PROBLEM REQUIREMENTS ▸
Copy out the text about the Familial Prostate Cancer Clinic in full, word for word.

GIVEN TEXT ▸
What is the Familial Prostate Cancer Clinic?

The Familial Prostate Cancer Clinic follows men who have prostate cancer or who are at higher risk of developing prostate cancer. The goal of this clinic is to screen men who are known to be at higher risk of developing prostate cancer.

Men followed in this program are seen by a genetic counsellor and an oncologist.

Who is the Familial Prostate Cancer Clinic for?

The Familial Prostate Cancer Clinic is for men who have a higher risk of developing prostate cancer compared to the general population. Men can be referred to this clinic if they have:

  • A BRCA1 or BRCA2 gene mutation
  • A family member with a BRCA1 or BRCA2 gene mutation but have not had genetic testing themselves
  • A father or brother who had prostate cancer before age 60
  • Two or more relatives with prostate cancer on the same side of the family
  • West African or Caribbean ancestry

What happens in the Familial Prostate Cancer Clinic?

DATASET EXTRACT ▸
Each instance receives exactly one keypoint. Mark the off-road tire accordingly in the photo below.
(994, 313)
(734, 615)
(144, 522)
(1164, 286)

SOLUTION TO THE PROBLEM ▸
What is the Familial Prostate Cancer Clinic?

The Familial Prostate Cancer Clinic follows men who have prostate cancer or who are at higher risk of developing prostate cancer. The goal of this clinic is to screen men who are known to be at higher risk of developing prostate cancer.

Men followed in this program are seen by a genetic counsellor and an oncologist.

Who is the Familial Prostate Cancer Clinic for?

The Familial Prostate Cancer Clinic is for men who have a higher risk of developing prostate cancer compared to the general population. Men can be referred to this clinic if they have:

  • A BRCA1 or BRCA2 gene mutation
  • A family member with a BRCA1 or BRCA2 gene mutation but have not had genetic testing themselves
  • A father or brother who had prostate cancer before age 60
  • Two or more relatives with prostate cancer on the same side of the family
  • West African or Caribbean ancestry

What happens in the Familial Prostate Cancer Clinic?